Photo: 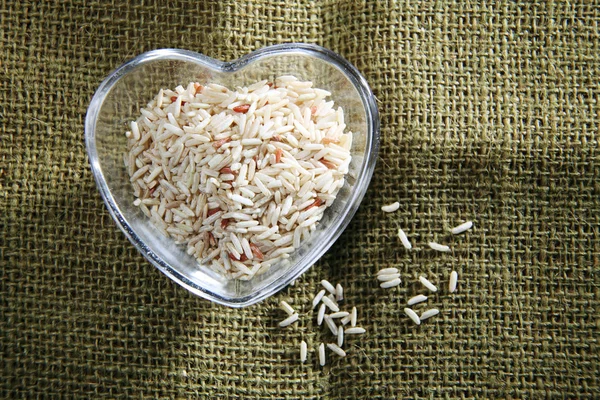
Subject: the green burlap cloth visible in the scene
[0,0,600,399]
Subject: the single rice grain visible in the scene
[398,228,412,250]
[317,304,327,325]
[381,202,400,212]
[345,326,366,335]
[407,294,427,306]
[319,343,325,367]
[313,289,325,310]
[428,242,450,253]
[300,340,308,362]
[329,311,350,319]
[421,308,440,321]
[448,271,458,293]
[335,283,344,301]
[377,274,400,282]
[321,279,335,295]
[379,278,402,289]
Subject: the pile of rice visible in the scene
[125,76,352,279]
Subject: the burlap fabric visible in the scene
[0,0,600,399]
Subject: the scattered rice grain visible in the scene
[345,326,366,335]
[421,308,440,321]
[312,289,325,310]
[319,343,325,367]
[451,221,473,235]
[428,242,450,253]
[398,228,412,249]
[300,340,308,362]
[379,278,402,289]
[448,271,458,293]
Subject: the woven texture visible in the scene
[0,0,600,399]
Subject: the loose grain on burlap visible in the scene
[0,0,600,399]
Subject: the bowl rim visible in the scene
[85,43,380,308]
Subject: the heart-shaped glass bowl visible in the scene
[85,44,379,307]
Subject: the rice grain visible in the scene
[319,343,325,367]
[379,278,402,289]
[335,283,344,301]
[345,326,366,335]
[124,78,352,280]
[404,308,421,325]
[448,271,458,293]
[377,268,399,275]
[428,242,450,253]
[398,228,412,250]
[312,289,325,310]
[317,304,327,325]
[300,340,308,363]
[451,221,473,235]
[421,308,440,321]
[321,279,335,295]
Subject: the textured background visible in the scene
[0,0,600,399]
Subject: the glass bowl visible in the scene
[85,44,379,307]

# # # # # # #

- _EXERCISE REQUIREMENTS_
Reproduce the lines word for word, starting at the line that contains "Subject: the scattered" and going on through the final line.

- _RESULT BELOW_
Subject: the scattered rice grain visible in the scene
[345,326,366,335]
[421,308,440,321]
[312,289,325,310]
[319,343,325,367]
[451,221,473,235]
[428,242,450,253]
[398,228,412,249]
[300,340,308,362]
[379,278,402,289]
[448,271,458,293]
Subject: the woven texture visible in the scene
[0,0,600,399]
Subject: the loose grain on burlap visible in the scene
[0,0,600,399]
Subject: the bowl rim visible in the scene
[85,43,380,308]
Subject: the heart-shaped glass bowl visible in the scene
[85,44,379,307]
Subject: the rice grain visible in the scene
[319,343,325,367]
[379,278,402,289]
[335,283,344,301]
[345,326,366,335]
[124,78,352,280]
[404,308,421,325]
[448,271,458,293]
[377,268,399,275]
[428,242,450,253]
[398,228,412,250]
[312,289,325,310]
[317,304,327,325]
[300,340,308,363]
[451,221,473,235]
[421,308,440,321]
[321,279,335,295]
Subject: the textured background visible in the scene
[0,0,600,399]
Subject: the glass bowl visible in the scene
[85,44,379,307]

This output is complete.